GIVEN REQUEST:
In the records below, turn the lines between the one holding "Identify stone fireplace" and the one holding "[128,205,202,259]", inclusive, into a JSON list of strings with one string per line, skipping blank lines. Leave the pictures out of the answer.

PROVIDED DATA:
↓

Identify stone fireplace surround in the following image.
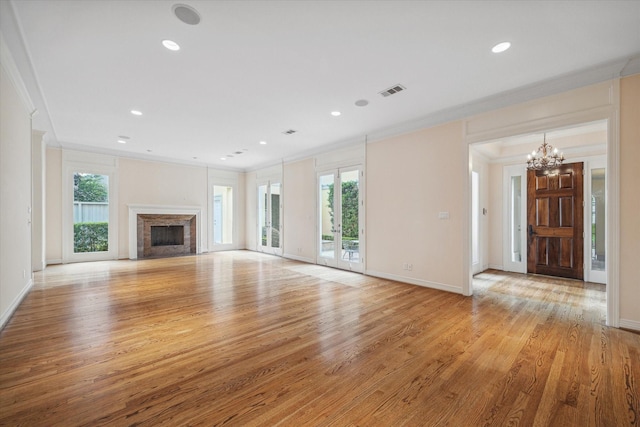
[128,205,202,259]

↑
↓

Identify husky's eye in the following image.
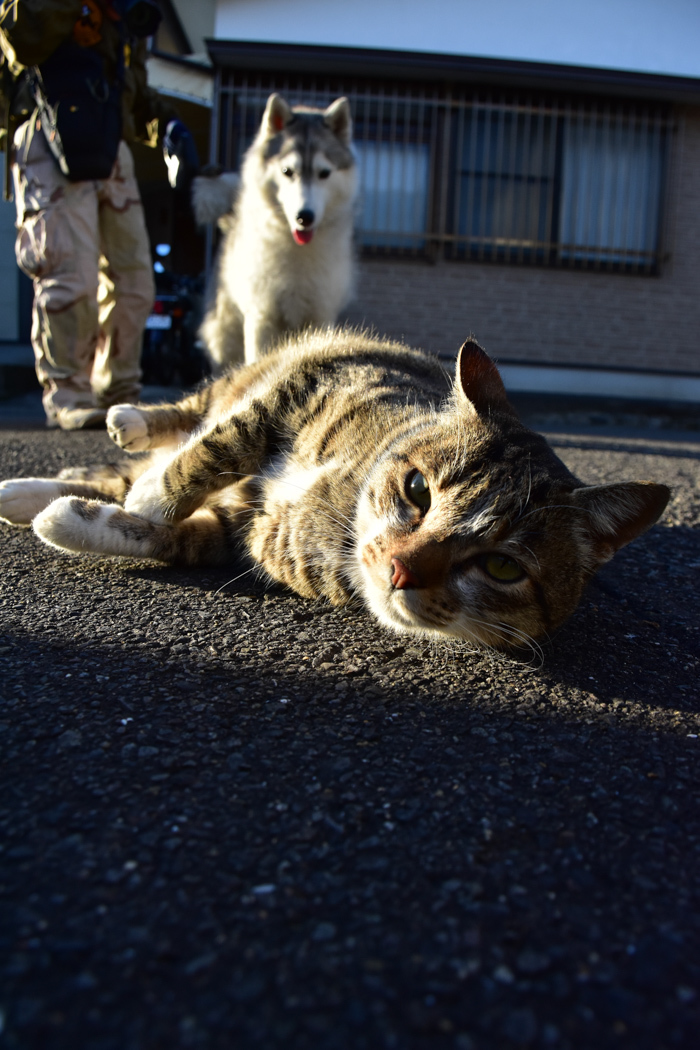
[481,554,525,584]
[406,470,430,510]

↑

RESPONSE BELOW:
[
  "Identify stone fireplace surround in the following image.",
  "[128,205,202,259]"
]